++++ AVAILABLE RECORDS ++++

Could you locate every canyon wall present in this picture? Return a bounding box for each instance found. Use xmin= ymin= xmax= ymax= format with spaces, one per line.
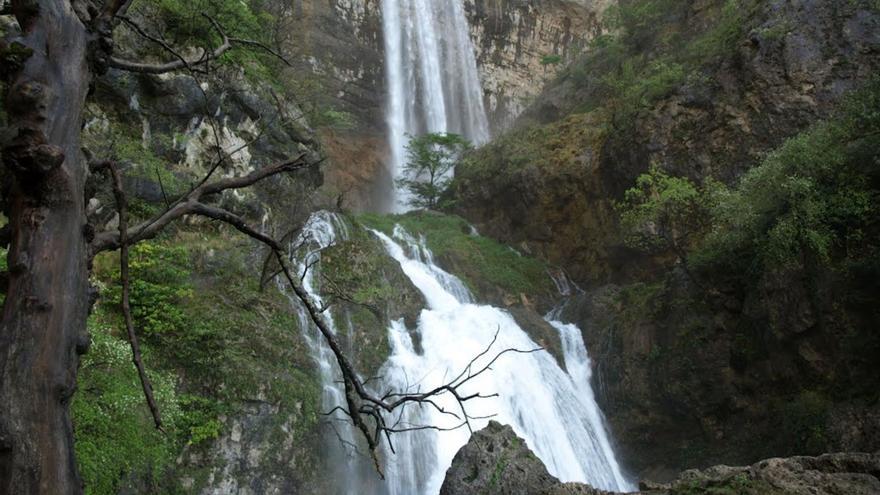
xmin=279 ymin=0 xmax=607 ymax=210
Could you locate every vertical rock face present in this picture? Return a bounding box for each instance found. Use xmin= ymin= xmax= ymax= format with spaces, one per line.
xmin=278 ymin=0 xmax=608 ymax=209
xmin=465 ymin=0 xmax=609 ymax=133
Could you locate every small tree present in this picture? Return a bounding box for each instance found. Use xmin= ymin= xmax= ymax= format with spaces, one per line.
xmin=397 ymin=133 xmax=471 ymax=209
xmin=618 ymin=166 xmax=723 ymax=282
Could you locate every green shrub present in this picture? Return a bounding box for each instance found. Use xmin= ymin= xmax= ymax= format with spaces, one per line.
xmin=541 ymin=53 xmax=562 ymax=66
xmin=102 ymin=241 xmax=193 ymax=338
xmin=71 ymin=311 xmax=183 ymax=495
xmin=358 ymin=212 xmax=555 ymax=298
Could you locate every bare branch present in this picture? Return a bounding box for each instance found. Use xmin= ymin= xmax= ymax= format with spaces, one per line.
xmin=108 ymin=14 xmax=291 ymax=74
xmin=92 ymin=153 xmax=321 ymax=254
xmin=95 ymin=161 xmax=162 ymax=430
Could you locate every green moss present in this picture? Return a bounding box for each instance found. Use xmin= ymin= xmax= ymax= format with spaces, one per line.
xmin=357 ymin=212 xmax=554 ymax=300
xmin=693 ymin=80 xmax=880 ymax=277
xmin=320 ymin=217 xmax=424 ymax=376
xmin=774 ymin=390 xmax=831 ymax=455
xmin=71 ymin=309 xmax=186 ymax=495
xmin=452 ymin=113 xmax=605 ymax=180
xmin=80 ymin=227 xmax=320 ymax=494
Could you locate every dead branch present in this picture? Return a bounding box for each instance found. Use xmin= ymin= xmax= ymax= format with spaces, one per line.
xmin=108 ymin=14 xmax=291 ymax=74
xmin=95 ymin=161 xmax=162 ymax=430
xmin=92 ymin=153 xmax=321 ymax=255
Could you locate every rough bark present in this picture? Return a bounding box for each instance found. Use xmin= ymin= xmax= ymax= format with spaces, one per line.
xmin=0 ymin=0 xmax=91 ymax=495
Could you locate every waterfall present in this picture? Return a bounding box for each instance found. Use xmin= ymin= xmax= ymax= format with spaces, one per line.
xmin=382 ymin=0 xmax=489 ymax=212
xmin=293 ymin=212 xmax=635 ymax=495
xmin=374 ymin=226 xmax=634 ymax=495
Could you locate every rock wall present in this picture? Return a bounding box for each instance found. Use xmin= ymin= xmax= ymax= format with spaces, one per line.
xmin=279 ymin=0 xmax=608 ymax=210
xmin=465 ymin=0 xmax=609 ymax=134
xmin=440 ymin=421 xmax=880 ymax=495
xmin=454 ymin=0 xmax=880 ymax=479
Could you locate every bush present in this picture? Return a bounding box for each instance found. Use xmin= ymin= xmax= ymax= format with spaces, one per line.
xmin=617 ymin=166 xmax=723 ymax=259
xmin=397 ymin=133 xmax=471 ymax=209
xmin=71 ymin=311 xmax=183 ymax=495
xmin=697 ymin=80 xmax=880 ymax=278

++++
++++ AVAILABLE RECORDS ++++

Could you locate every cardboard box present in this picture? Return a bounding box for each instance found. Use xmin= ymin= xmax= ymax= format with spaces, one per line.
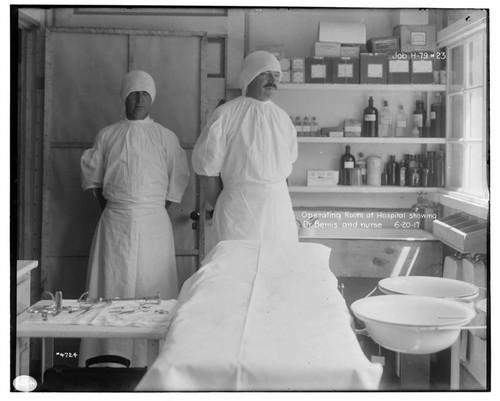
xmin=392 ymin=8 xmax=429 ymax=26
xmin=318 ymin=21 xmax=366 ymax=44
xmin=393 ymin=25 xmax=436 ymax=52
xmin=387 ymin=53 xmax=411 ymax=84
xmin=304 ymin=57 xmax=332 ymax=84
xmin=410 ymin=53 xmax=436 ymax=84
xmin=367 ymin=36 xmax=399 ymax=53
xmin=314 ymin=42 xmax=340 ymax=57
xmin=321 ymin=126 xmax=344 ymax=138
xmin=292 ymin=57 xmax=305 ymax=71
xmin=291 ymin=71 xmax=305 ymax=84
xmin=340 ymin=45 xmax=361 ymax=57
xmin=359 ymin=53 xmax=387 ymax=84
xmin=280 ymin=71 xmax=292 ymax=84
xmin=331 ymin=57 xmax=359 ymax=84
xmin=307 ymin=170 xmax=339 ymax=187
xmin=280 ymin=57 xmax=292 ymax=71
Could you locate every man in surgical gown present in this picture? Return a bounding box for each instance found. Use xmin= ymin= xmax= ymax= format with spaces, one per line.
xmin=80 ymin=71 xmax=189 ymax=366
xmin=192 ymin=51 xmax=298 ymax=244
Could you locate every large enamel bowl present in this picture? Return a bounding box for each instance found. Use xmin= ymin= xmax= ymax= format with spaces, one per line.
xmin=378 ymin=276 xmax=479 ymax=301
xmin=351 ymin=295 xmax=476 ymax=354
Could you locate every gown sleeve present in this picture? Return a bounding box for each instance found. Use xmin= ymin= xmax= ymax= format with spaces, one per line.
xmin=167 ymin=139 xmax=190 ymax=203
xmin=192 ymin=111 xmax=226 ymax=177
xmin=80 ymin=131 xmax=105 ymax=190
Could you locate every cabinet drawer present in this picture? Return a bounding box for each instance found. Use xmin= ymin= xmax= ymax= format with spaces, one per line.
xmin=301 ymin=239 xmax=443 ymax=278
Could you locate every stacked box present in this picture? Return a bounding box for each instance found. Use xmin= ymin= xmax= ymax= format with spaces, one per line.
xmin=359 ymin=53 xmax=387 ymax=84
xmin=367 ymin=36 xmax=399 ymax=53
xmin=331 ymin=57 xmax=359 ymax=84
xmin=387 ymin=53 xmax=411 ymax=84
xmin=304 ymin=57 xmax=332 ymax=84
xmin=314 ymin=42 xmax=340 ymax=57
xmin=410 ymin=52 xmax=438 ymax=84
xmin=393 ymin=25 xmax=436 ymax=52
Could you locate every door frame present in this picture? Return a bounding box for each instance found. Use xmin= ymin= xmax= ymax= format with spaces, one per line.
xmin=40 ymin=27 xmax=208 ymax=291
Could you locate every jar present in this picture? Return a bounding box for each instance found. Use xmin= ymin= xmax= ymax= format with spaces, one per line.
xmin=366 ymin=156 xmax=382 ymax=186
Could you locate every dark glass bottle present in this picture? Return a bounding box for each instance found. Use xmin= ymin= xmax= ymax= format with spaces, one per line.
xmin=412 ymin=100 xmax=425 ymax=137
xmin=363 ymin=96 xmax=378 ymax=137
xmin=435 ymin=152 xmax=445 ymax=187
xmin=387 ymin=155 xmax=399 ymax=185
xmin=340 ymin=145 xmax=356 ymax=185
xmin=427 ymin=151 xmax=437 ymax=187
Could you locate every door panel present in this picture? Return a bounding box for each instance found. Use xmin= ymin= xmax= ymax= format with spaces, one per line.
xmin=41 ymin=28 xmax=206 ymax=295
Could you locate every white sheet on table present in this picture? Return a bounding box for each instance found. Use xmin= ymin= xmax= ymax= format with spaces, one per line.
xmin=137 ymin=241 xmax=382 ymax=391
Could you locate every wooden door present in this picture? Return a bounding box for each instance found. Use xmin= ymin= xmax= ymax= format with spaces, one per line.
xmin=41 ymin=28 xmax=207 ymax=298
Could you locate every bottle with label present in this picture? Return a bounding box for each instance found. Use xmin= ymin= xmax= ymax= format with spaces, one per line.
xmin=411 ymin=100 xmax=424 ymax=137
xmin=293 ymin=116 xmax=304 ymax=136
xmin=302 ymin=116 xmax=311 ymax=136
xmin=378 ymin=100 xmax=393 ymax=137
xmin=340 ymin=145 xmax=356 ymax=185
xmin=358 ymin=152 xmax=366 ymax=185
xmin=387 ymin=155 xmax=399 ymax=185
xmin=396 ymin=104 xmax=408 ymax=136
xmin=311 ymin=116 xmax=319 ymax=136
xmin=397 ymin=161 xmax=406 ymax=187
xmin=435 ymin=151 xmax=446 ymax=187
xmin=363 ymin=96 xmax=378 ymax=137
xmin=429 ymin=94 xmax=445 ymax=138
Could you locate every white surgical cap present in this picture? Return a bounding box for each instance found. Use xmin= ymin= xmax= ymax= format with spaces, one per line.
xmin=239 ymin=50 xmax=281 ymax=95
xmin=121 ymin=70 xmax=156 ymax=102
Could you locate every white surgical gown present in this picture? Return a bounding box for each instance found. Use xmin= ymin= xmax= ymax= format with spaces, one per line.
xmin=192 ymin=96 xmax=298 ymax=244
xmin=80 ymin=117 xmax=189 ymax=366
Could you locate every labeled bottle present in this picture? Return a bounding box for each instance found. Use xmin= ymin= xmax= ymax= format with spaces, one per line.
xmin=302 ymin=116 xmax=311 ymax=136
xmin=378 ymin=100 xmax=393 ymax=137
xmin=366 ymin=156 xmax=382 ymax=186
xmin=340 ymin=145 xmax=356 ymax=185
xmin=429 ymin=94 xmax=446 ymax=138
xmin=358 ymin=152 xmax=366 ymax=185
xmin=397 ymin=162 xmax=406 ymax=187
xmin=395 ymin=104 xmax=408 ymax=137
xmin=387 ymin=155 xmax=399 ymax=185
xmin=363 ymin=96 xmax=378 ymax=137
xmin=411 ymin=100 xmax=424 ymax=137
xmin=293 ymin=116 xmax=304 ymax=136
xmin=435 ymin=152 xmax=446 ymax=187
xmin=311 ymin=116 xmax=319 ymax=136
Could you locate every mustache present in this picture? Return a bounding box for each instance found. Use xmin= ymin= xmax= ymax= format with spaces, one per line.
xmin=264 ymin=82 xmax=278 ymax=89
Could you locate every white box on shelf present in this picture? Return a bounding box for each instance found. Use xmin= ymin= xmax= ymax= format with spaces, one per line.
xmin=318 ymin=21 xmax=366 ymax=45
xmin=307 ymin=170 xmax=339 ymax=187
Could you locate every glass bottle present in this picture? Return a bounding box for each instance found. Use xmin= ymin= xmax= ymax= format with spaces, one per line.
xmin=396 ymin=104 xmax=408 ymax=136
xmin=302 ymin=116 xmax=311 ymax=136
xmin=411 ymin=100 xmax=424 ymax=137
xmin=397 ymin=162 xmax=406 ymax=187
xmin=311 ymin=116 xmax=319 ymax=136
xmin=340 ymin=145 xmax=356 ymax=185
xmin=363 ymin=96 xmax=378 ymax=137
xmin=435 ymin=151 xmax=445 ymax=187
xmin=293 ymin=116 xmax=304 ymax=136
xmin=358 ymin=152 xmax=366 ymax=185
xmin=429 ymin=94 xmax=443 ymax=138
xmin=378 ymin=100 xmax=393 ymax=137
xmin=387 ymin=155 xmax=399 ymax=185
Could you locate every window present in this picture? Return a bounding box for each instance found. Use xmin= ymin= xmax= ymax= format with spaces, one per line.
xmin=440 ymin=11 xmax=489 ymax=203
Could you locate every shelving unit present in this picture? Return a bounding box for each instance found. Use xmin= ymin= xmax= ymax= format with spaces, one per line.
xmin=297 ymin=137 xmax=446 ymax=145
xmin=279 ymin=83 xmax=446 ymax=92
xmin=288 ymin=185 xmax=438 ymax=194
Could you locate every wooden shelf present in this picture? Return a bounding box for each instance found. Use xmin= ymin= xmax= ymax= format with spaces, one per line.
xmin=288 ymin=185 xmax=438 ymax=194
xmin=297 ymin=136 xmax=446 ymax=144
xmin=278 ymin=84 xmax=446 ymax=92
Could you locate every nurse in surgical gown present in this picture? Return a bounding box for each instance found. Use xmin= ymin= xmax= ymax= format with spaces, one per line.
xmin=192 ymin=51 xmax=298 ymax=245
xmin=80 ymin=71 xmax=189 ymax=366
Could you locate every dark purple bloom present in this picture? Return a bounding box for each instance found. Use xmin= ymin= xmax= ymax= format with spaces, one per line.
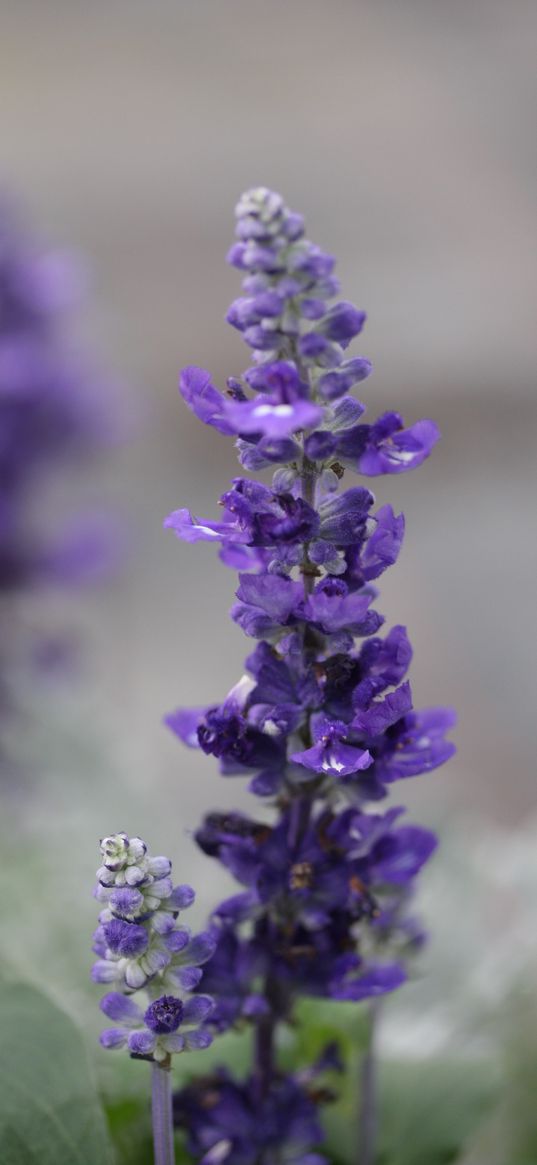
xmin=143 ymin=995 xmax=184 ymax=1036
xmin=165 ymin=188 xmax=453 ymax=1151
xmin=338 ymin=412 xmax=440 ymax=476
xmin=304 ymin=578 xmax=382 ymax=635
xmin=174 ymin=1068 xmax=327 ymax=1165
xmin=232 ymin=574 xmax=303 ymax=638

++++

Write out the lines of the listing again without any changes, beginning with the line that contains "Could you locate every bottle" and continuing through the line that contains "xmin=80 ymin=117 xmax=189 ymax=366", with both of those lines included.

Could you locate every bottle with label present in this picture? Return a bounding box for each instance found. Use xmin= ymin= xmax= ymax= format with spaces, one per line.
xmin=411 ymin=100 xmax=424 ymax=137
xmin=293 ymin=116 xmax=304 ymax=136
xmin=302 ymin=116 xmax=311 ymax=136
xmin=378 ymin=100 xmax=393 ymax=137
xmin=340 ymin=145 xmax=356 ymax=185
xmin=358 ymin=152 xmax=366 ymax=185
xmin=387 ymin=155 xmax=399 ymax=185
xmin=396 ymin=104 xmax=408 ymax=136
xmin=311 ymin=116 xmax=319 ymax=136
xmin=397 ymin=161 xmax=406 ymax=187
xmin=435 ymin=151 xmax=446 ymax=187
xmin=363 ymin=96 xmax=378 ymax=137
xmin=429 ymin=94 xmax=445 ymax=138
Could you locate every white surgical cap present in this picture? Return a bounding box for each instance found. Use xmin= ymin= xmax= ymax= format with spaces, one per line.
xmin=239 ymin=50 xmax=281 ymax=95
xmin=121 ymin=70 xmax=156 ymax=102
Could you locate every white surgical gown present in this picture? Return a bounding box for each instance found. Use xmin= ymin= xmax= ymax= format with spaces, one per line.
xmin=192 ymin=96 xmax=298 ymax=244
xmin=80 ymin=117 xmax=189 ymax=366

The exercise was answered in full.